Written problem:
Which lines in the records below contain the word "pink"? Select and copy each of those lines, treating uppercase and lowercase as different.

### Dataset extract ###

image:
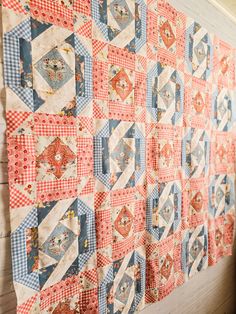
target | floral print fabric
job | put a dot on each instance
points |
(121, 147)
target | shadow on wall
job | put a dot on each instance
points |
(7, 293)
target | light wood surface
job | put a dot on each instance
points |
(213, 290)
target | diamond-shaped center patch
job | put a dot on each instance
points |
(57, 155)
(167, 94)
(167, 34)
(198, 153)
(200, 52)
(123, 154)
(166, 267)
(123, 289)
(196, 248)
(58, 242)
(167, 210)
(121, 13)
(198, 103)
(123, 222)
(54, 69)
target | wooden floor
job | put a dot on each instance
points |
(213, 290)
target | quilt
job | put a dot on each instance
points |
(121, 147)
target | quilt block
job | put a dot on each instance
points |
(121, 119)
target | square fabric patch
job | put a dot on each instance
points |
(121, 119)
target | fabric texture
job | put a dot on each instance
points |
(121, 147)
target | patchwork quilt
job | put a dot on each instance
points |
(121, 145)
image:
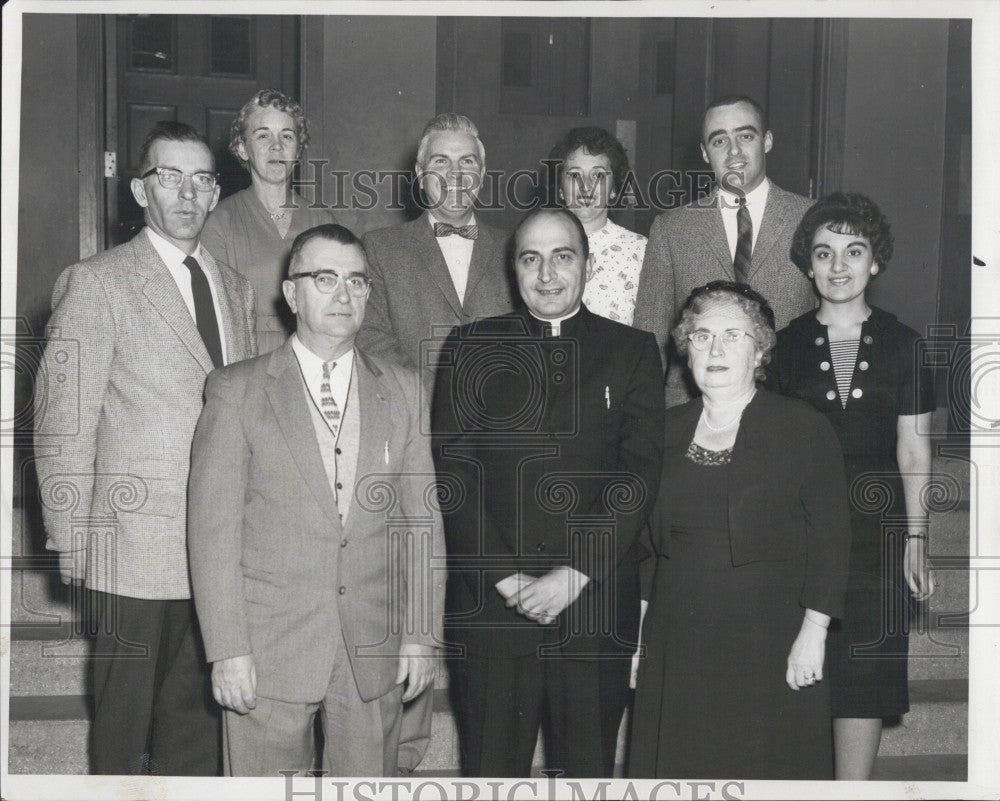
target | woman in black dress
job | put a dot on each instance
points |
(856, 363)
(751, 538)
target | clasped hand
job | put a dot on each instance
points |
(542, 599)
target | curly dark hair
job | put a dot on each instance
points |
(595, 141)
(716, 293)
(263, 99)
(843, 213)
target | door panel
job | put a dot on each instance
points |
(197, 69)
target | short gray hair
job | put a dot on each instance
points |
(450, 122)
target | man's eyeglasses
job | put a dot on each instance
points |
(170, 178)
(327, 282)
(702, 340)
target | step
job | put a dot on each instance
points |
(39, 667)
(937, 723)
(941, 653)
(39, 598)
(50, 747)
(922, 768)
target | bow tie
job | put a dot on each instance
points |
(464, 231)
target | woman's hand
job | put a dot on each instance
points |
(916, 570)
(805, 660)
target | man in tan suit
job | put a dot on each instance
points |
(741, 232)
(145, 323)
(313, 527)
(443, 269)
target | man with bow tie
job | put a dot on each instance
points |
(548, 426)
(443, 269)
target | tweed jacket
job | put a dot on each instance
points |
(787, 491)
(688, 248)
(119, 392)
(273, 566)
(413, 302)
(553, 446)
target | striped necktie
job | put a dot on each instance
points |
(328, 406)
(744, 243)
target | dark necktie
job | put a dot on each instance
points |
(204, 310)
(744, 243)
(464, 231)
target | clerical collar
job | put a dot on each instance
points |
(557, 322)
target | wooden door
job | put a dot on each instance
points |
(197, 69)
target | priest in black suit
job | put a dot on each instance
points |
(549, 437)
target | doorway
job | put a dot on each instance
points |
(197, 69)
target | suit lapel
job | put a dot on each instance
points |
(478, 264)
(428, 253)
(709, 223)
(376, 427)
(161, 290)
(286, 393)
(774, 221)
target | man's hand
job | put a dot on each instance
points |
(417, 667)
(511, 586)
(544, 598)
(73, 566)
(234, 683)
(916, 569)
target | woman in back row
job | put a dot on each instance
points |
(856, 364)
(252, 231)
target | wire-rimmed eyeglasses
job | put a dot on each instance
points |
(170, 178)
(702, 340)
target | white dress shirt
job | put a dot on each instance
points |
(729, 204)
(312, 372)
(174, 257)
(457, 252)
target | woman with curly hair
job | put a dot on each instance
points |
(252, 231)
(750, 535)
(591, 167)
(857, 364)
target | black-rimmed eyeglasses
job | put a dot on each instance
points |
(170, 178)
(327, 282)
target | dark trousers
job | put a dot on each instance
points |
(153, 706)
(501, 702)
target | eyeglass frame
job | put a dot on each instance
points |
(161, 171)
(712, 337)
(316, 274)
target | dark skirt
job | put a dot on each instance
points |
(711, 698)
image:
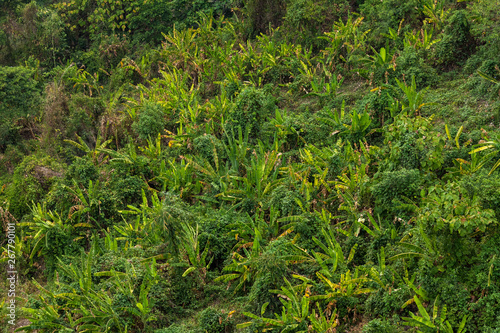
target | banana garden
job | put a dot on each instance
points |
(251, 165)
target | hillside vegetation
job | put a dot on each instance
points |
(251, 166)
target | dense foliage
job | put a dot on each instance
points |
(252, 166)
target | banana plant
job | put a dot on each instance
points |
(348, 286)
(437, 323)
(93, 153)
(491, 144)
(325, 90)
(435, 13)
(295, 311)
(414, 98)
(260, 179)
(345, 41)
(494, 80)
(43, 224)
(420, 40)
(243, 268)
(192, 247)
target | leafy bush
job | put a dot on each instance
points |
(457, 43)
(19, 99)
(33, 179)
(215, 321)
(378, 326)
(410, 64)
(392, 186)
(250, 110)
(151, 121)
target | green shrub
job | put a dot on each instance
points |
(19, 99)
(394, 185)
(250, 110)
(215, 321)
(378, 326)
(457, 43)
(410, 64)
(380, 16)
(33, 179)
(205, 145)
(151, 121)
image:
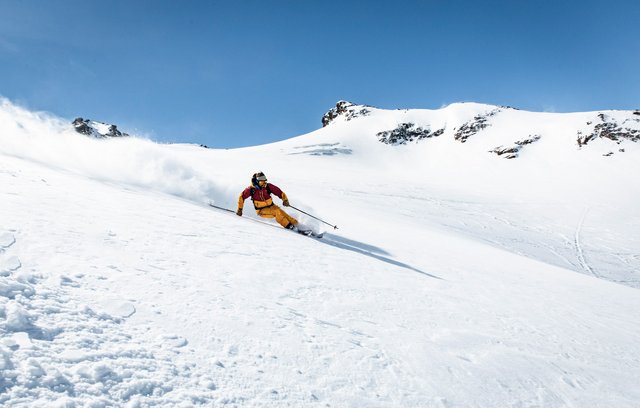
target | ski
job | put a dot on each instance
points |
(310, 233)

###
### Dataset extract ###

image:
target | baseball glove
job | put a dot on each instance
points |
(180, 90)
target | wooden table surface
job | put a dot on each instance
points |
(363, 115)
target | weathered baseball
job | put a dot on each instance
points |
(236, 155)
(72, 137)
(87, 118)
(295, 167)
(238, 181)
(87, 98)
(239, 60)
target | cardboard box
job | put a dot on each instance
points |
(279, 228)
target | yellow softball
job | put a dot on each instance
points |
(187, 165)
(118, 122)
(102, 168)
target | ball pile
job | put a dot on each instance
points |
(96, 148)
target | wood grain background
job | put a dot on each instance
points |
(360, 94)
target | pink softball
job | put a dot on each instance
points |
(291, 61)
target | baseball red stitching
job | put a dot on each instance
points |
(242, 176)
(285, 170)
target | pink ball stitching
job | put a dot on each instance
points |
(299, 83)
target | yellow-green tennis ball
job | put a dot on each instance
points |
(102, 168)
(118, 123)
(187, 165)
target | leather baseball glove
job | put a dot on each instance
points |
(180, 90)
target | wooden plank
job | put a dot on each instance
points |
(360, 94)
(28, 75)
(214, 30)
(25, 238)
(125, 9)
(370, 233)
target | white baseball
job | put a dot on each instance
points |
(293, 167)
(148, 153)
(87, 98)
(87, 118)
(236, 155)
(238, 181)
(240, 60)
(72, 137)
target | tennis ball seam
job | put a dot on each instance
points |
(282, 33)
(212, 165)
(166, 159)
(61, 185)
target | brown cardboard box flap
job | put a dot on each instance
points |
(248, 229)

###

Exercise output:
target | pink softball
target | pink ball stitching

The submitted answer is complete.